# Last few days reports



## Redalert08 (May 30, 2011)

I get the itch to go catch a few redfish, so i check the tides and see little to no movement at all, so I know it will mainly be a topwater bite. So i head out and start looking for fish and almost immediatey find the fish i want to play with :thumbup: slot reds were everywhere busting bait and hammering topwater caught 5 in 2 days most were between 24-26in and was only on the water for about 2 hours each day so cant complain.

Next few days I'm stuck at home just watching the tides hopeing for a change for the better soon. Finnaly get the tide I want and head out after some speckled fishes. Get to my spot in the sound and notice the water still looks like strong coffee :thumbdown: Can't see my target areas can't see the sand. Got out of the kayak and started wading closer to the bait pods that are staying about 100yds from the bank. Throwing topwater is really my only option at this point so start throwing at these bait pods and boom hookup after hookup with some quality trout. Ended the day with about a dozen trout all slot and 1 really good fish around 22.5in and oh yeah some how or another managed to pull a flounder out of the reeds on a doa shrimp!


----------



## 16983 (Sep 12, 2011)

Well done, sir, all very nice fishes.


----------



## goheel (Feb 3, 2011)

Which topwater bait did you use?


----------



## Redalert08 (May 30, 2011)

Rapala Skitterwalker


----------



## beachsceneguy (May 20, 2008)

nice catch dude !!:thumbsup::thumbsup::thumbup:


----------



## Dang Dang (Feb 27, 2013)

Thanks for the report. Nice looking fish!


----------



## ric hamm (Mar 21, 2013)

Nicely done sir, now i know this isnt the place for this question, but how do you check the tides? Is there a website you use


----------



## Redalert08 (May 30, 2011)

Tides4fishing.com gives you everything you could possibly use from here Panama city!


----------



## Night Wing (May 16, 2011)

Very nice report and a great set of pictures. Thanks for sharing.


----------



## Bigkidneys (Jul 14, 2011)

Redalert08 said:


> Tides4fishing.com gives you everything you could possibly use from here Panama city!


Another good site which is an app for my Iphone is Tide Graph. I fish mostly Big lagoon but they have markers for Pensacola Pass and Perdido Pass and has been extremely helpful when tracking tides not that I know what the hell I am doing... Lol.


----------



## sharkpunch (Sep 28, 2012)

Nice, bro!


----------



## FLSalomon (Oct 3, 2007)

Try RodnReel.com - http://tides.rodnreel.com/tides/select-tide-station.php?state_id=12&st_id=1174


----------
□ □ □ □ □
Stated task 1: According to the fishing thread, which topwater lure did Redalert08 use?
The rows that come next and the fishing thread have different sources.

Material for the task:
□ □ □ □ □
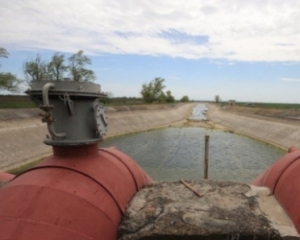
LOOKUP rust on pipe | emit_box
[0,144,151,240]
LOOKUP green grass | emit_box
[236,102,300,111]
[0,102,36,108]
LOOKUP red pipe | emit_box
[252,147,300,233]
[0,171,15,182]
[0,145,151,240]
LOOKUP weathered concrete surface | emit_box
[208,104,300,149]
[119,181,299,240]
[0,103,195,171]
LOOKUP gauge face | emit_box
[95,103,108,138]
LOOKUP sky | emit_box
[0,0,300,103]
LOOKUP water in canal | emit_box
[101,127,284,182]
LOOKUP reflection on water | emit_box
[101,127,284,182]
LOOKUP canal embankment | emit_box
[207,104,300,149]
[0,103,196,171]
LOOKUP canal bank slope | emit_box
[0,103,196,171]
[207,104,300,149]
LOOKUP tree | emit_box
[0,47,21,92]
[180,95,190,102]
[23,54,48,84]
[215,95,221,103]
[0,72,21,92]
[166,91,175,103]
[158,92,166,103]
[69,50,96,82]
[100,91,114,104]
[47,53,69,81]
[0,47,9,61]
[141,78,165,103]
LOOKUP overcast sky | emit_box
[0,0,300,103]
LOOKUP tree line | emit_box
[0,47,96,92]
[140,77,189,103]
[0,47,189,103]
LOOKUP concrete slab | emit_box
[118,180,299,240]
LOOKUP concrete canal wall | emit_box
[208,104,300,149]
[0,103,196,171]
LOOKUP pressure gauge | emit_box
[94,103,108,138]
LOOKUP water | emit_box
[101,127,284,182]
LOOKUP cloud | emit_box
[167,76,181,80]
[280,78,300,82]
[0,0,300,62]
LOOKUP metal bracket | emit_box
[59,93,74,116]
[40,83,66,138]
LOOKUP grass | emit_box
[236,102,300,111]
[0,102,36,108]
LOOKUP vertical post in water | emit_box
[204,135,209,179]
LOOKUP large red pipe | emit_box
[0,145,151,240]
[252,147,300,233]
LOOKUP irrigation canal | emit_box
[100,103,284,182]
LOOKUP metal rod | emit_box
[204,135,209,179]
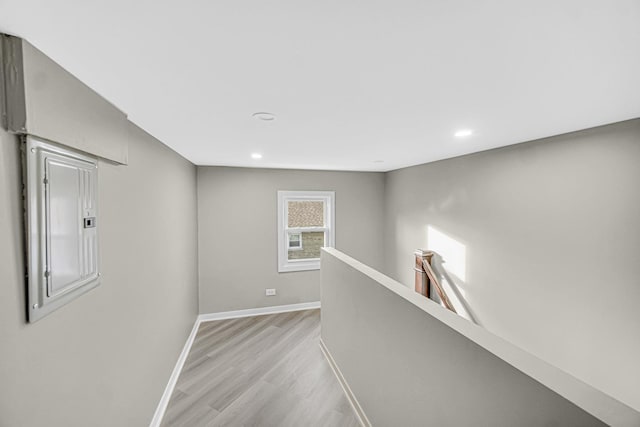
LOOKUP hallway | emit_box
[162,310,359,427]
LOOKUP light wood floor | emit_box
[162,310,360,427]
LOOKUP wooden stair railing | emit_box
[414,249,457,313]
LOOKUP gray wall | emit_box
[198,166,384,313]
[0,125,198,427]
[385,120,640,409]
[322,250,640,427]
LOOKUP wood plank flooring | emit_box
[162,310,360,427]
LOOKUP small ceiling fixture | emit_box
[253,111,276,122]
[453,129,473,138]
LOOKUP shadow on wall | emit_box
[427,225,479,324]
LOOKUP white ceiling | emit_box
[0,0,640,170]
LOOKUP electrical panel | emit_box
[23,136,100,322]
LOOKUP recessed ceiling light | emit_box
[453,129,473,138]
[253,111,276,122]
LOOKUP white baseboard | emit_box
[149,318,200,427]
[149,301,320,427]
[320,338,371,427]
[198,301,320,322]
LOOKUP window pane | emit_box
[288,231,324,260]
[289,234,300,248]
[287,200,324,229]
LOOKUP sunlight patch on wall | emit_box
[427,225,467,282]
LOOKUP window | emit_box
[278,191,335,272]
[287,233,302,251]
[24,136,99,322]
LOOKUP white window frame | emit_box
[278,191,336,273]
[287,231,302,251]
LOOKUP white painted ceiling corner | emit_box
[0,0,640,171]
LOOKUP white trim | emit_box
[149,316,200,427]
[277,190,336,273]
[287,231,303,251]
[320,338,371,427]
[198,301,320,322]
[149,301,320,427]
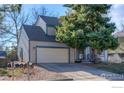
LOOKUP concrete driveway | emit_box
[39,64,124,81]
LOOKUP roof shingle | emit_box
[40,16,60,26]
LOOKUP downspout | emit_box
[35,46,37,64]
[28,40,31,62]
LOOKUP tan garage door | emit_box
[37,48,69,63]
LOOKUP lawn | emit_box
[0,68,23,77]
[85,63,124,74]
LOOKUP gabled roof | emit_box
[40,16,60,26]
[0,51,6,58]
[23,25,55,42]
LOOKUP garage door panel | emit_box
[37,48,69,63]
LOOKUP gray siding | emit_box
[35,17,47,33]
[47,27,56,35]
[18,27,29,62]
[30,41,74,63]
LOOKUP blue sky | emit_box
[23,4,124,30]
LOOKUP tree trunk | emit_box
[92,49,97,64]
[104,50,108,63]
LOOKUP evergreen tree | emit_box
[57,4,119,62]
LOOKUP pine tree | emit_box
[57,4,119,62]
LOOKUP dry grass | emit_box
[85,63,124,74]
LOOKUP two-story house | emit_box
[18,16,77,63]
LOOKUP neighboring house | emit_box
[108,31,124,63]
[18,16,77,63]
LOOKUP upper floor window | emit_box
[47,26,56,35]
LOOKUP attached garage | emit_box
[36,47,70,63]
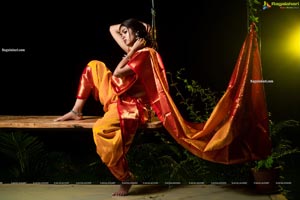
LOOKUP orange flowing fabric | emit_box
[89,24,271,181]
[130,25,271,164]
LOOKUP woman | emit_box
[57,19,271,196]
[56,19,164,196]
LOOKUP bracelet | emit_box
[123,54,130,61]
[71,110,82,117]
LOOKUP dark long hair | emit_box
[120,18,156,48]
□ □ □ □ □
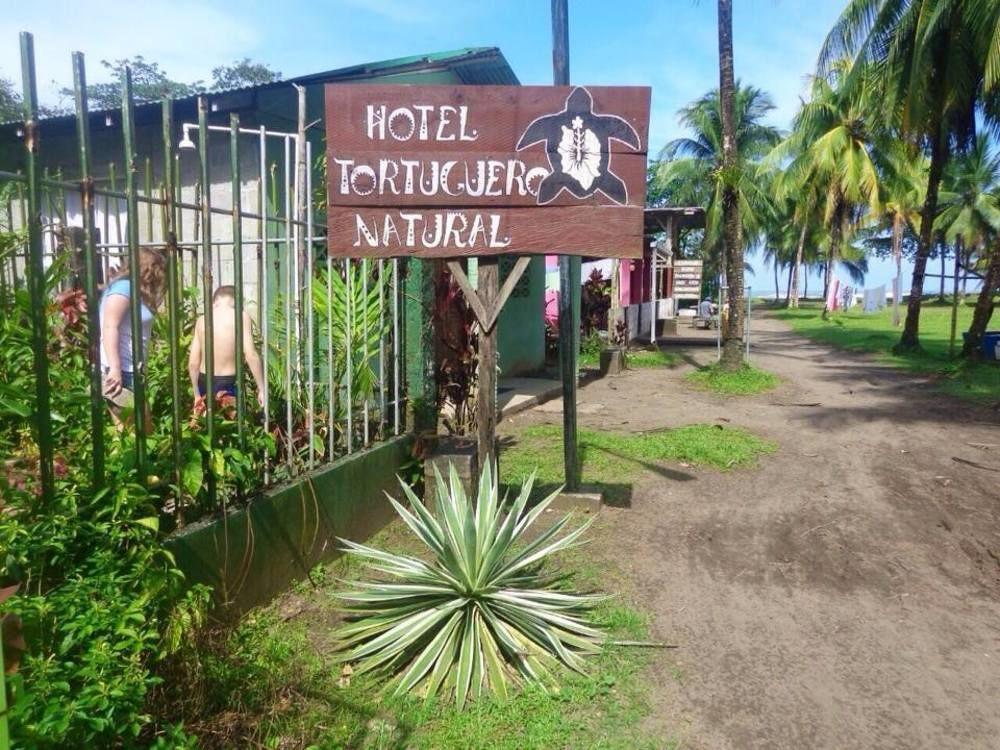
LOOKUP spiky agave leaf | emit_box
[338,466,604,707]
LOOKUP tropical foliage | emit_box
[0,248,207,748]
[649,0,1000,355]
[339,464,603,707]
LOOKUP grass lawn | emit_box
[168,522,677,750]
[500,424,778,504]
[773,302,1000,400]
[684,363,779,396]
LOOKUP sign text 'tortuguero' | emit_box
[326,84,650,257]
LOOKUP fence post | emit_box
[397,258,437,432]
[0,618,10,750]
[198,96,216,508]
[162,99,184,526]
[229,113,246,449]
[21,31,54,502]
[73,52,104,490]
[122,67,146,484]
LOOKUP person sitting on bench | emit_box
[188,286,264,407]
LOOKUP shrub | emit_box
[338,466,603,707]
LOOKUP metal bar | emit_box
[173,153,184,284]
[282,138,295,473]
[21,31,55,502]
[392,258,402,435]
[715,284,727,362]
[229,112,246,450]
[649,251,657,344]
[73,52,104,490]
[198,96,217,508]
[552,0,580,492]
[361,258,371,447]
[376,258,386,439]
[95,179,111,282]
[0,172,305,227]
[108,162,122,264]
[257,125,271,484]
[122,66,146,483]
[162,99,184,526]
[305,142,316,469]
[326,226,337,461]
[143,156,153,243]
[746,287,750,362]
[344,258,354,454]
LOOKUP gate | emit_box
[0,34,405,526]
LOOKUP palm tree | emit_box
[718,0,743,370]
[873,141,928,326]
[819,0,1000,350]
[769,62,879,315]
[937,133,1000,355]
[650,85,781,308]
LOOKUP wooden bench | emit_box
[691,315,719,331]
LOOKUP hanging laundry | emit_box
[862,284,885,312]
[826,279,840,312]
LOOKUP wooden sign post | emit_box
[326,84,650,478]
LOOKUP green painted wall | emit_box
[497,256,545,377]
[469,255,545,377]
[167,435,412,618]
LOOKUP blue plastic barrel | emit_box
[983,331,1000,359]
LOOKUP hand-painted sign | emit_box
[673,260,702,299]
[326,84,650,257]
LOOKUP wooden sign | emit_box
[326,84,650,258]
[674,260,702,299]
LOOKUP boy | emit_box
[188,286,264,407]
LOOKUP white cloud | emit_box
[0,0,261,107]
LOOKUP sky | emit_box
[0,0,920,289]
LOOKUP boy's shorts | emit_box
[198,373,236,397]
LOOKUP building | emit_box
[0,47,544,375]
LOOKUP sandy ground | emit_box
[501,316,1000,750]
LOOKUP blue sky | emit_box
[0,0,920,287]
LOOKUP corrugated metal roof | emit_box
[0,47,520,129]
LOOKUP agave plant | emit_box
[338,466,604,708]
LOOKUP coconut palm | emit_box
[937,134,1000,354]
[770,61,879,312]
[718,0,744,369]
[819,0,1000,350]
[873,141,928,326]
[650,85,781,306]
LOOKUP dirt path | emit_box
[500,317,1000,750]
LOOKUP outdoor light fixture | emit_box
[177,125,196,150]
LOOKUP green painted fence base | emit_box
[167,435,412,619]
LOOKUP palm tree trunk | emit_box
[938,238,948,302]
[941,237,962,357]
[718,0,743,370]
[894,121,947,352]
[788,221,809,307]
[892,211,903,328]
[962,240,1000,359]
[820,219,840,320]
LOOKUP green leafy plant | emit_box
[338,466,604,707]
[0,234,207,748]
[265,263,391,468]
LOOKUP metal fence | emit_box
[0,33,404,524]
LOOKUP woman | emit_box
□ □ □ □ □
Stated task 2: Duplicate the rows beginning at the line with "LOOKUP light wood floor | emit_box" and continuing through the line with "[0,0,640,170]", including both of those lines.

Expected answer 1: Rapala Skitterwalker

Expected answer 2:
LOOKUP light wood floor | emit_box
[162,310,360,427]
LOOKUP wooden stair railing | emit_box
[414,249,457,313]
LOOKUP gray wall | emit_box
[198,166,384,313]
[0,125,198,427]
[385,120,640,409]
[322,250,640,427]
LOOKUP wood plank flooring | emit_box
[162,310,360,427]
LOOKUP small ceiling fixture | emit_box
[253,111,276,122]
[453,129,473,138]
LOOKUP shadow on wall | emit_box
[427,225,479,324]
LOOKUP white ceiling | emit_box
[0,0,640,170]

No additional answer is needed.